━━ TASK INPUT ━━
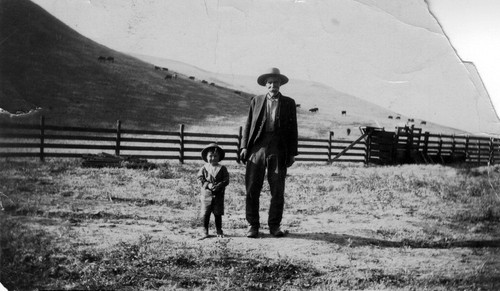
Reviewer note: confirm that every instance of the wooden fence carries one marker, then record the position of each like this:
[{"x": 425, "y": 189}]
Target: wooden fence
[
  {"x": 410, "y": 145},
  {"x": 44, "y": 141},
  {"x": 375, "y": 145}
]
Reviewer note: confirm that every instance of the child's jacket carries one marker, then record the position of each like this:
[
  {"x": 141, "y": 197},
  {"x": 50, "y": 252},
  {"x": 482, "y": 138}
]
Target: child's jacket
[{"x": 211, "y": 199}]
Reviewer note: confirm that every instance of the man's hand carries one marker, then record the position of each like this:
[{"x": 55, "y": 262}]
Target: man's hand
[{"x": 243, "y": 156}]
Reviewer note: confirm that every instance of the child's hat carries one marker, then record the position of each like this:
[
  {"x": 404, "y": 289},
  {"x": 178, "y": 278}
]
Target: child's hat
[{"x": 211, "y": 147}]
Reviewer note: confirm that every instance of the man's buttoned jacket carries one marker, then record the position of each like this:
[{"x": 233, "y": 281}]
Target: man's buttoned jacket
[{"x": 285, "y": 125}]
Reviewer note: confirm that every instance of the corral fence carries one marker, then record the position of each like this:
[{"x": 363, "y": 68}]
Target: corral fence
[{"x": 375, "y": 145}]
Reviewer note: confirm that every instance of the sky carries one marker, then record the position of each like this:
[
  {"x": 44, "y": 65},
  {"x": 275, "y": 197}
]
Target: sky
[
  {"x": 473, "y": 27},
  {"x": 404, "y": 62}
]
━━━
▶ **EXERCISE BRIEF**:
Recast the lines above as a JSON list of strings, one string per line, leaving out blank lines and the pictures.

▶ **OUTPUT OF THE EXERCISE**:
[
  "Reviewer note: confirm that every instance of the wooden fence carries one marker, then record the position of each like this:",
  "[{\"x\": 425, \"y\": 189}]",
  "Target: wooden fence",
  "[",
  "  {\"x\": 410, \"y\": 145},",
  "  {\"x\": 44, \"y\": 141},",
  "  {\"x\": 375, \"y\": 145}",
  "]",
  "Reviewer note: confirm that every instance of the child's jacket carries one marker, then record the position of each like this:",
  "[",
  "  {\"x\": 141, \"y\": 197},",
  "  {\"x\": 50, \"y\": 252},",
  "  {\"x\": 482, \"y\": 138}",
  "]",
  "Target: child's jacket",
  "[{\"x\": 211, \"y\": 199}]",
  "Reviewer note: confirm that every instance of the man's hand carries one marker, then record the position of each like this:",
  "[{\"x\": 55, \"y\": 262}]",
  "Target: man's hand",
  "[{\"x\": 243, \"y\": 156}]",
  "Reviewer note: confirm that every instance of the child's hat carries one marker, then record the position of each like this:",
  "[",
  "  {\"x\": 404, \"y\": 289},",
  "  {\"x\": 178, \"y\": 278}",
  "]",
  "Target: child's hat",
  "[{\"x\": 211, \"y\": 147}]",
  "Reviewer note: confirm that every instance of the man's buttoned jacket carries one marker, then record the position of each like this:",
  "[{\"x\": 233, \"y\": 281}]",
  "Target: man's buttoned jacket",
  "[{\"x\": 285, \"y\": 125}]",
  "Reviewer note: confirm that every instance of the corral fence carries one marker, then record the position of each like this:",
  "[{\"x\": 363, \"y\": 68}]",
  "Target: corral fence",
  "[{\"x\": 375, \"y\": 145}]",
  "Reviewer note: confirm that every instance of the sky carries one marker, then record the position of each like this:",
  "[",
  "  {\"x\": 44, \"y\": 65},",
  "  {\"x\": 275, \"y\": 197}",
  "]",
  "Target: sky",
  "[",
  "  {\"x\": 473, \"y\": 27},",
  "  {\"x\": 404, \"y\": 62}",
  "]"
]